DIRECTIONS: Reproduce the records below line for line, with no changes.
****
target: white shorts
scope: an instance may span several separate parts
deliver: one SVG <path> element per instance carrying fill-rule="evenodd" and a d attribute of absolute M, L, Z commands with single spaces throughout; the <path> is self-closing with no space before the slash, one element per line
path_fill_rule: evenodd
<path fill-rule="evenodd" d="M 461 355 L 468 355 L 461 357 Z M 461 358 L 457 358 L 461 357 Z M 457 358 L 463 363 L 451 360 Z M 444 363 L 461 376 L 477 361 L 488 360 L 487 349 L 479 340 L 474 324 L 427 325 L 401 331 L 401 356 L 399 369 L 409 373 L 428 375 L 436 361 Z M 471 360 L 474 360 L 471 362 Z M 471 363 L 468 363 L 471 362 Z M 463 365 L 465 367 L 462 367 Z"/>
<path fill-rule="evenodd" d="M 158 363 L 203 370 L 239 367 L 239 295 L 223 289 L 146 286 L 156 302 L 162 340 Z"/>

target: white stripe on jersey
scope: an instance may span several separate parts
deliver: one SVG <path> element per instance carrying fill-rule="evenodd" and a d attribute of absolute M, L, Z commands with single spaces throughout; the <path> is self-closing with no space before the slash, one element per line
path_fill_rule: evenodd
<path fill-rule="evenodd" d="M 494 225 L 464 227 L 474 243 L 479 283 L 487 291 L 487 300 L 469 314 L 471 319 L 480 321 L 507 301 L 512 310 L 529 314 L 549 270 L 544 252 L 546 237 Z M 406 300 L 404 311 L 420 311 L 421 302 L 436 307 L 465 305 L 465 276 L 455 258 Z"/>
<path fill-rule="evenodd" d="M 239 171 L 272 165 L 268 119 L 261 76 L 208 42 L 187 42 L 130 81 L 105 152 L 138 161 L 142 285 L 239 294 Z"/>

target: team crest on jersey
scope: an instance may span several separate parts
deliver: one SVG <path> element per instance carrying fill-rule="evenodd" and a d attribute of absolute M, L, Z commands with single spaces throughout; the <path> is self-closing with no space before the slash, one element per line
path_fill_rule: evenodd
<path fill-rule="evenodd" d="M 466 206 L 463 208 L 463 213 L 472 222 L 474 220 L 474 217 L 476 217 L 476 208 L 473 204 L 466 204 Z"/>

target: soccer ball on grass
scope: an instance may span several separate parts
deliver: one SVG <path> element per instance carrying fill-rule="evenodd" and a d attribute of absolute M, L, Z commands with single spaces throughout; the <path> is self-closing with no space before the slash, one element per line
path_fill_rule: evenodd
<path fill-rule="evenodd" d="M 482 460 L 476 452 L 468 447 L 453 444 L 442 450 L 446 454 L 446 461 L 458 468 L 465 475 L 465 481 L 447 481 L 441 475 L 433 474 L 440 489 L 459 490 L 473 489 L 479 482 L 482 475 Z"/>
****
THE RESULT:
target: white shorts
scope: an instance may span several separate parts
deliver: one SVG <path> element per instance carrying fill-rule="evenodd" and a d attribute of absolute M, L, Z commands with single spaces throughout; the <path> is self-closing with no space before the slash, one element per line
path_fill_rule: evenodd
<path fill-rule="evenodd" d="M 461 355 L 468 355 L 461 357 Z M 461 358 L 457 358 L 461 357 Z M 457 358 L 463 363 L 451 360 Z M 444 363 L 461 376 L 477 361 L 488 360 L 487 349 L 479 340 L 474 324 L 427 325 L 401 331 L 401 356 L 399 369 L 409 373 L 428 375 L 436 361 Z M 471 360 L 474 360 L 471 362 Z M 471 363 L 468 363 L 471 362 Z M 463 365 L 465 367 L 462 367 Z"/>
<path fill-rule="evenodd" d="M 158 363 L 203 370 L 239 367 L 239 295 L 223 289 L 146 286 L 156 302 L 162 340 Z"/>

target: white stripe on jersey
scope: an instance may span several separate parts
deliver: one SVG <path> element per instance carrying fill-rule="evenodd" and a d attribute of absolute M, L, Z commands with single spaces throughout; the <path> is self-closing with no space before the slash, one element per line
path_fill_rule: evenodd
<path fill-rule="evenodd" d="M 494 225 L 464 227 L 474 243 L 479 283 L 487 291 L 487 300 L 469 314 L 471 319 L 480 321 L 507 301 L 512 310 L 529 314 L 549 270 L 544 252 L 546 237 Z M 406 300 L 404 311 L 420 311 L 421 302 L 436 307 L 465 305 L 465 276 L 455 258 Z"/>
<path fill-rule="evenodd" d="M 239 171 L 272 165 L 268 119 L 261 76 L 208 42 L 187 42 L 130 81 L 105 152 L 138 161 L 142 285 L 239 294 Z"/>

target: team crest on jersey
scope: an instance may span several separate parts
deliver: one SVG <path> element per instance carrying fill-rule="evenodd" and a d attribute of absolute M, L, Z commands with single spaces throughout; the <path> is self-closing with no space before the slash, one element per line
path_fill_rule: evenodd
<path fill-rule="evenodd" d="M 466 206 L 463 208 L 463 213 L 472 222 L 474 220 L 474 217 L 476 217 L 476 208 L 473 204 L 466 204 Z"/>

target: soccer ball on grass
scope: an instance may span several separate parts
deliver: one SVG <path> element per instance carrying fill-rule="evenodd" and a d attribute of absolute M, L, Z commands with single spaces throughout; the <path> is self-closing with no space before the slash, one element per line
path_fill_rule: evenodd
<path fill-rule="evenodd" d="M 482 460 L 476 452 L 468 447 L 453 444 L 442 450 L 446 454 L 446 461 L 458 468 L 465 475 L 465 481 L 447 481 L 441 475 L 433 474 L 440 489 L 459 490 L 473 489 L 479 482 L 482 475 Z"/>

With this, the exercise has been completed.